PROBLEM DETAILS » The expected output is exactly the lines below, starting at the line with "target: church building" and ending at the line with "output: SVG path", both included; no other line belongs in it.

(Extracted records)
*** Begin section ***

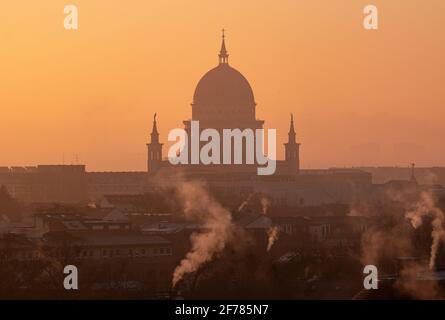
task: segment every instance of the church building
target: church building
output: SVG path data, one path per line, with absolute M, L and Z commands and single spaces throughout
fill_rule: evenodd
M 221 137 L 219 164 L 208 165 L 180 165 L 187 174 L 256 174 L 257 162 L 246 164 L 246 140 L 243 139 L 243 161 L 242 164 L 223 163 L 223 130 L 239 129 L 263 129 L 264 120 L 256 118 L 256 101 L 252 87 L 247 79 L 235 68 L 229 65 L 229 54 L 226 49 L 225 36 L 223 32 L 221 49 L 218 55 L 218 65 L 208 71 L 199 80 L 193 95 L 191 120 L 183 121 L 184 129 L 191 145 L 191 121 L 199 121 L 199 130 L 215 129 Z M 254 141 L 254 145 L 256 141 Z M 201 144 L 202 146 L 202 144 Z M 163 158 L 162 143 L 159 140 L 156 116 L 153 120 L 150 143 L 148 147 L 147 170 L 155 174 L 163 168 L 171 168 L 168 160 Z M 232 146 L 233 148 L 233 146 Z M 190 153 L 188 154 L 190 163 Z M 231 153 L 233 158 L 233 152 Z M 256 160 L 256 159 L 255 159 Z M 297 175 L 300 170 L 300 144 L 297 142 L 294 128 L 294 120 L 291 115 L 288 142 L 285 143 L 285 160 L 277 161 L 276 174 Z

*** End section ***

REPLY »
target: church building
output: SVG path data, one path per line, with absolute M, L and Z commands and single spaces throughout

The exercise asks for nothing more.